* [Excerpted text]
This is an important change which is needed to ensure that the individuals ultimatly responsible for organising the conversion therapy practices are held responsible.

We would like to see:

  • Officers of an offending organisation to be held personally liable for breaches of the Act.
  • The liability for any sentence to be applicable to the controlling organisation of the organisation that was sentenced.

Option of criminal offence when no serious harm found

The NZ Bill makes it a criminal offence to carry out conversion therapy practices on a person under age 18, or to carry out conversion therapy that causes serious harm. This is a positive change, but in all other cases for people over 18 where no harm has been proven (to the standard required for criminal prosecution), the offence becomes civil rather than criminal.

We consider that conversion therapy is harmful and should not be allowed under any circumstances regarless of age. Consequently, we would like to see the age limit and conditions removed from section 8.

We would like to see:

  • The option of a criminal offence if the person is over 18 and no harm has been proven.
  • Section 8  amended to read as follows:

8 Offence to perform conversion practice on any person 

(1) A person commits an offence if the person performs a conversion practice on any individual.

* [What you will do]
(a) According to the conversion therapy submission, in which two situations does the NZ Bill make conversion therapy a criminal offence?
(b) Using the conversion therapy submission, explain why its authors want the age limit and conditions removed from section 8.
(c) Carry the conversion therapy submission forward from the end of its proposed wording for section 8.

* [Image-grounded pointing data]

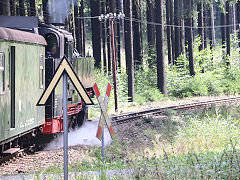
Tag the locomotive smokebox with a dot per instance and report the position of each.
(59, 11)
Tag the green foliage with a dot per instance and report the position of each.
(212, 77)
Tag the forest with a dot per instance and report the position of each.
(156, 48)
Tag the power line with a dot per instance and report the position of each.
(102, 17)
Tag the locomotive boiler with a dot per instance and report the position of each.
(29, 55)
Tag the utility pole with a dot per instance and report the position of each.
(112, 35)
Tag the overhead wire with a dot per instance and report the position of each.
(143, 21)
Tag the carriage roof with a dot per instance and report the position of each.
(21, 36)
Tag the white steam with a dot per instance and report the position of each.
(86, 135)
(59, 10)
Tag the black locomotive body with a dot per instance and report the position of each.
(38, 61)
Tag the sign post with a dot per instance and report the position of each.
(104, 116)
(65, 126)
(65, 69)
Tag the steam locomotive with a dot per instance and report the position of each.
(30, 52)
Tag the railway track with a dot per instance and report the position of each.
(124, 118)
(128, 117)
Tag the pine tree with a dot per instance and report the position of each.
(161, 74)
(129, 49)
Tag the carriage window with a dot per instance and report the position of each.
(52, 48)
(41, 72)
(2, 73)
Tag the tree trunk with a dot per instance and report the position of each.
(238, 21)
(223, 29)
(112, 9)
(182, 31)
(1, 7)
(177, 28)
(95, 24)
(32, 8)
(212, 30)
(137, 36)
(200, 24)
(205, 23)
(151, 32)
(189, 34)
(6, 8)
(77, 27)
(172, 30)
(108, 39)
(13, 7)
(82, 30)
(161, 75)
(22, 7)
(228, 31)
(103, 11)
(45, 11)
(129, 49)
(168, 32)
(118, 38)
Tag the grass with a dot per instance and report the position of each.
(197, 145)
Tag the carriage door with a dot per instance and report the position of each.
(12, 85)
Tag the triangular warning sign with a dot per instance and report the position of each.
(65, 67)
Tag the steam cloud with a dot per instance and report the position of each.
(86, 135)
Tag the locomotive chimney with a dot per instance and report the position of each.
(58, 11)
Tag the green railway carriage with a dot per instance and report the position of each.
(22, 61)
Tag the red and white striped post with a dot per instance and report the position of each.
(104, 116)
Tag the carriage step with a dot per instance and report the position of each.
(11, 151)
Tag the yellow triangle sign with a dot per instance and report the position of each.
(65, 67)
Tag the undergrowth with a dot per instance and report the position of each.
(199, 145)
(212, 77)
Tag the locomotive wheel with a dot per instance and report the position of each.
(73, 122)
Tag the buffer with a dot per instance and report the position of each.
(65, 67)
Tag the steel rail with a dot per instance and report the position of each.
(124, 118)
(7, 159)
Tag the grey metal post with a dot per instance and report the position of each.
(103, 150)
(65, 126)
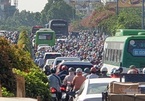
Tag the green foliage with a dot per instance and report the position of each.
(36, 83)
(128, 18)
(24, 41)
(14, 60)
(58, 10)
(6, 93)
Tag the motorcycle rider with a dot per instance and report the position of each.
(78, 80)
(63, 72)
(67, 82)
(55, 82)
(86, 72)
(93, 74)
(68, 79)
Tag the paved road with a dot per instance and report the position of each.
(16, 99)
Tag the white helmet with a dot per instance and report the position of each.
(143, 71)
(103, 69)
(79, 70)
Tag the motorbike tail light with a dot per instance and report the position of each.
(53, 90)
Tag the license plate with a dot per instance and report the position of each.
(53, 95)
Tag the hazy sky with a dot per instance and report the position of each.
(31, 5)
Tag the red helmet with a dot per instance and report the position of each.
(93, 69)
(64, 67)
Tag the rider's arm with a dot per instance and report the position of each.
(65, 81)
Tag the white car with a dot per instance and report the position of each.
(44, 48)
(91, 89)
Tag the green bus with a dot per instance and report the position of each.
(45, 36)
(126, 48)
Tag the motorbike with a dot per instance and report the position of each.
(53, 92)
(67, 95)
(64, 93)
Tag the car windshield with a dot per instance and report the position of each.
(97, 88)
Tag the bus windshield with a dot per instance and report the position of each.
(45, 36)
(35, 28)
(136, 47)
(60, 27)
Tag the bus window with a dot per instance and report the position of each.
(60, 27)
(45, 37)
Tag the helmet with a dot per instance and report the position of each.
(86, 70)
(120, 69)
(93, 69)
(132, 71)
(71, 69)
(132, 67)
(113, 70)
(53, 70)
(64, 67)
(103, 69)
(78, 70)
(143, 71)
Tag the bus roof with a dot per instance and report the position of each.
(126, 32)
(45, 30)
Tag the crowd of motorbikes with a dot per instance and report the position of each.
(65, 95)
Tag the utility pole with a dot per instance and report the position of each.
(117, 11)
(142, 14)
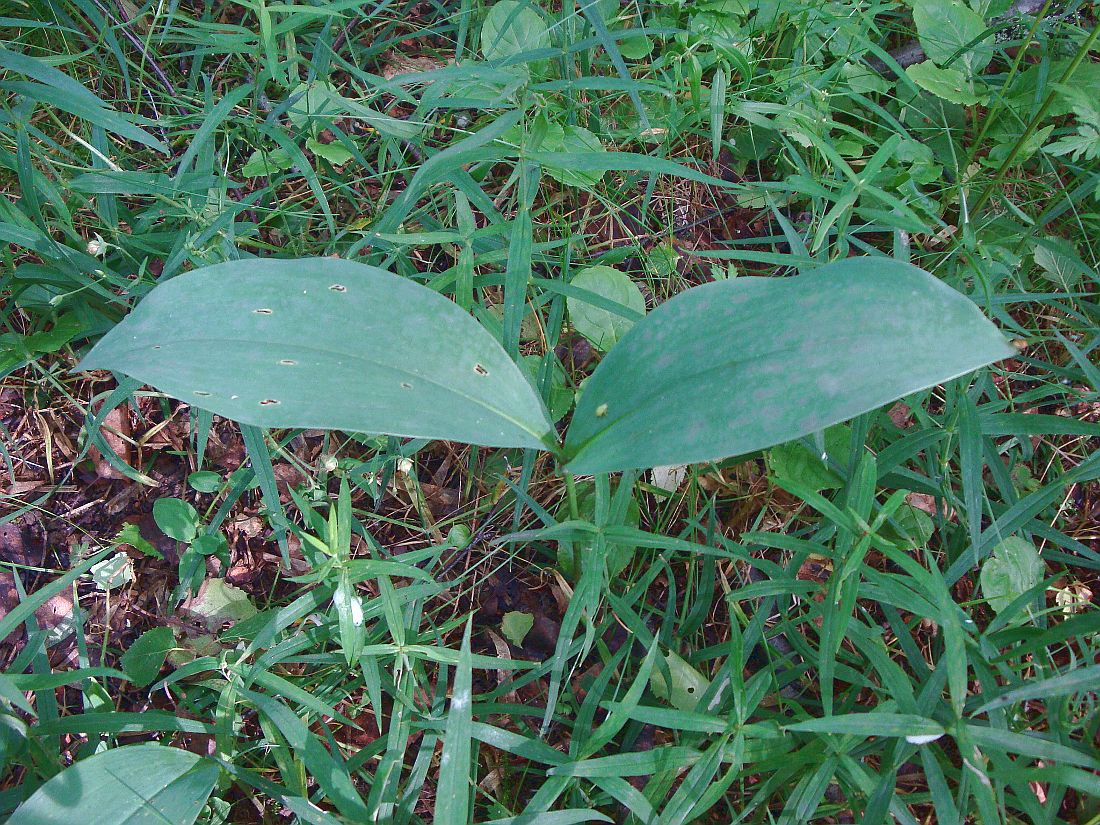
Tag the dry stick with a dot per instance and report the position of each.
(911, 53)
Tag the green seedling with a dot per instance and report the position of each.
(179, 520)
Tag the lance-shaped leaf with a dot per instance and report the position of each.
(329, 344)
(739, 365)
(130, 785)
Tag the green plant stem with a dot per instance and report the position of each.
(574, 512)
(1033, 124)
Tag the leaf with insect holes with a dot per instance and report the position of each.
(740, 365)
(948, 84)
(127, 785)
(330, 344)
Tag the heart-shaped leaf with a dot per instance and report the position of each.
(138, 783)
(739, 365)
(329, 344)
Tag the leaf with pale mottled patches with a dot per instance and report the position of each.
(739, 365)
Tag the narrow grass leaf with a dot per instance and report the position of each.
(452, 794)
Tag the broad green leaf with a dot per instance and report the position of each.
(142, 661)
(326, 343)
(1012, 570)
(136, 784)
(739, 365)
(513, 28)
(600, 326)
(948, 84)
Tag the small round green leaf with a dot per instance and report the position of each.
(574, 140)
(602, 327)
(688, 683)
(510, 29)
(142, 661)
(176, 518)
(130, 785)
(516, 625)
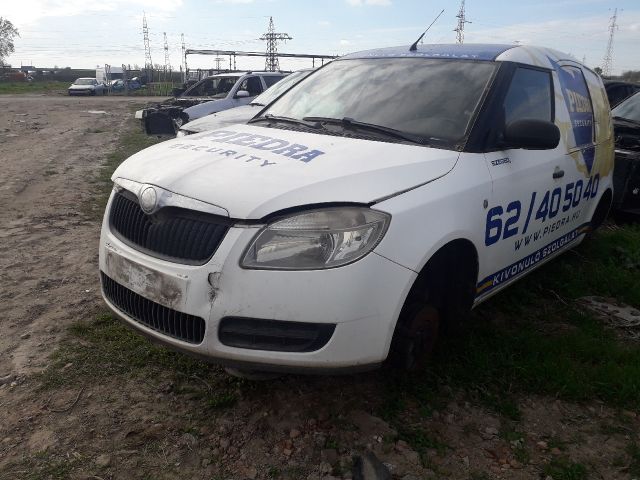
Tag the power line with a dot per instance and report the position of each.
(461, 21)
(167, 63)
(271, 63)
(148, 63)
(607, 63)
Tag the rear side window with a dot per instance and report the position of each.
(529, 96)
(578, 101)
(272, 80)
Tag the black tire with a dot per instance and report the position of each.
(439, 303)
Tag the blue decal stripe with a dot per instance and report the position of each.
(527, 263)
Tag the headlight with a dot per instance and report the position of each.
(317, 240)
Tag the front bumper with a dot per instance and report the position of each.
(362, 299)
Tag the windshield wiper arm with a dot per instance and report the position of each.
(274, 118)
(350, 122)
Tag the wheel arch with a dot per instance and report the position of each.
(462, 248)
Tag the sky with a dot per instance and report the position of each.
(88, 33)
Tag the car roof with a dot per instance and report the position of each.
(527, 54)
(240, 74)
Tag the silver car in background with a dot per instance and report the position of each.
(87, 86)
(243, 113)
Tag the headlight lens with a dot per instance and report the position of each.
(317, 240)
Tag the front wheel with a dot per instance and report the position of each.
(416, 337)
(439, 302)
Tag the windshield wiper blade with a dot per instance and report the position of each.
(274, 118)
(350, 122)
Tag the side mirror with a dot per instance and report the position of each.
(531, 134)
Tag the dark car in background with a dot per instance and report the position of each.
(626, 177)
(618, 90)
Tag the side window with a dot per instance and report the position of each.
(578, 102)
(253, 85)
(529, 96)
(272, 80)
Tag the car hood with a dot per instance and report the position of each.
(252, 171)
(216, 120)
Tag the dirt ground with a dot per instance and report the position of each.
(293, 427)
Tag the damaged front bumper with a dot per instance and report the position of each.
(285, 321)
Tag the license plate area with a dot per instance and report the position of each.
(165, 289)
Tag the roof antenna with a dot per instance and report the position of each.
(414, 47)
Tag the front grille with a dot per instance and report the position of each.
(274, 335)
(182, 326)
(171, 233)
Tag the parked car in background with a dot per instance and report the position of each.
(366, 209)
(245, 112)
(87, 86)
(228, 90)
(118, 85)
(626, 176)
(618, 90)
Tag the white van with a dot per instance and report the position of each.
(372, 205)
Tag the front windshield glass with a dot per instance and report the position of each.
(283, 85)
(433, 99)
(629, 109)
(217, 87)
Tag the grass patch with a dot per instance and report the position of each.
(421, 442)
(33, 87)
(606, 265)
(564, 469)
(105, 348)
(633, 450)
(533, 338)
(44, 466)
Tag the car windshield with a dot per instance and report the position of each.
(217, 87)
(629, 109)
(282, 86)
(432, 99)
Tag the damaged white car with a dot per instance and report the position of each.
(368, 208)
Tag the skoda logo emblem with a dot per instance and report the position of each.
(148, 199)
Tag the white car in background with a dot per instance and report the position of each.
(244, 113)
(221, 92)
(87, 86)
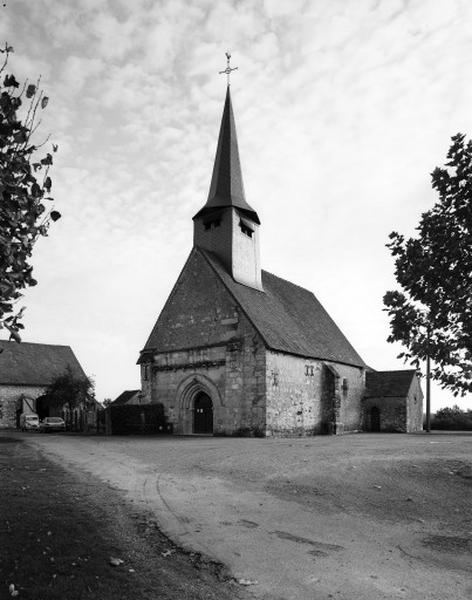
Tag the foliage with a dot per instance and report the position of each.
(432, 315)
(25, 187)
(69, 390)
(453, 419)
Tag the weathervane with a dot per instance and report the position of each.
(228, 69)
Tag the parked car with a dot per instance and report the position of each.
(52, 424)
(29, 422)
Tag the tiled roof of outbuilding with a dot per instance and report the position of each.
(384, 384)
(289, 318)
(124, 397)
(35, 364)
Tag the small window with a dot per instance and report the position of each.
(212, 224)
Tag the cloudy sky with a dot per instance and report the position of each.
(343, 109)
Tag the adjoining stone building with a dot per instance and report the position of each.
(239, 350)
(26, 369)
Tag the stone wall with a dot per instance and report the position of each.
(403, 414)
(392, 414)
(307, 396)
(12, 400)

* [Results by task]
(a) When it is carried out on a person under age 18, or when it causes serious harm.

(b) They consider conversion therapy harmful and believe it should not be allowed under any circumstances, whatever the person's age. For that reason, they want section 8 to cover a conversion practice performed on any individual.

(c)
(2) Consent is not a defence under subsection (1).

(3) A person who commits an offence under subsection (1) is liable on conviction to a term of imprisonment not exceeding 3 years.

Barriers to prosecution

We are concerned that the proposed law will not be used because of the barriers to prosecution and consequently will prove ineffective and not be a deterrent. We see several barriers to prosecution:

First, because imprisonment is the only sentencing outcome, this may lead to a reluctance to prosecute. Those deciding if prosecution should proceed may consider that the case is not serious enough to warrant imprisonment.

Second, because the harm caused by conversion therapy is more likely to be psychological rather than physical, it will likely be difficult to prove that harm has occurred. This will provide a further barrier to prosecution.

Third, under section 12 of the Bill prosecutions require the consent of the Attorney-General. This is usually the case for crimes where a very high threshold is required for prosecution. However, in this case, this inclusion is likely to prove to be a significant impediment to prosecution. Because the New Zealand Attorney-General is a member of an elected political party, they may also be susceptible to political influences and could conceivably prevent warranted prosecutions.

Fourth, section 5 (1) (b) of the Bill specifies that conversion therapy practices have to be performed with the intent of changing someone’s sexual or gender orientation. Proof of intent is complex, and we would prefer to see a lower bar of proof of action.

As the crimes are not in the Crimes Act, police may not be aware of the crimes and may not investigate or prosecute.

We would like to see:

  • The addition of a fine as a sentencing option;
  • Removal of the requirement for the Attorney-General to approve proceedings;
  • Additional offence(s) for providing conversion therapy practices where intent to convert cannot be proven; and
  • Removal of intent from the definition of conversion therapy.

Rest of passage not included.